Copy the items below verbatim, starting at the line that contains "TARGET: the group of people seated at table" and continuing through the last item. Leave the pictures out of your copy.

>> begin Stored data

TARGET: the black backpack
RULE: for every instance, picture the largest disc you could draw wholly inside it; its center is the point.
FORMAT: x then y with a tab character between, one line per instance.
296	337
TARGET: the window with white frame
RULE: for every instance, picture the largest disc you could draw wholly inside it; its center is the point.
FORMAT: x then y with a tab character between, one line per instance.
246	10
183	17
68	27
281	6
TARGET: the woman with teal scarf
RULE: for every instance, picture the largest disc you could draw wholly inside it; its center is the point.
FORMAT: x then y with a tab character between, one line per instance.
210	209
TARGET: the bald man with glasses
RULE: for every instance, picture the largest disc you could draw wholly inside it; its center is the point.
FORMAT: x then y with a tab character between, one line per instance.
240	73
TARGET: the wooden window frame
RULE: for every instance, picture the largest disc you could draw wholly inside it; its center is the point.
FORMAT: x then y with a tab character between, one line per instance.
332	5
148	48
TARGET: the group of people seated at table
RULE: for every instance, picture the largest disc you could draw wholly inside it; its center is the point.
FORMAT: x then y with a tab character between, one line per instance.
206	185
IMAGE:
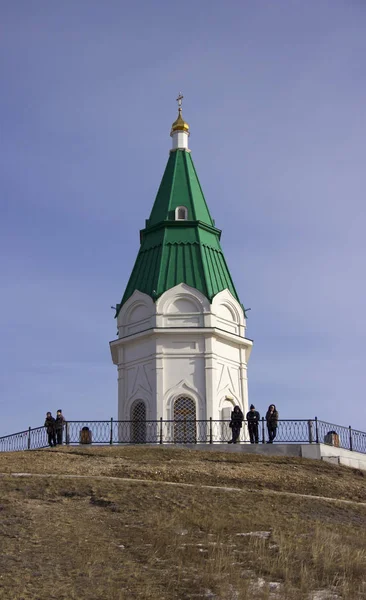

>> end Stored data

__Task answer__:
TARGET: the group of people seated at table
RULE: for every instance, picture the largest disc you could draw wholly inside it; its center is the point.
FORMAT: x then y with a tab character between, one line per instance.
206	185
IMAGE:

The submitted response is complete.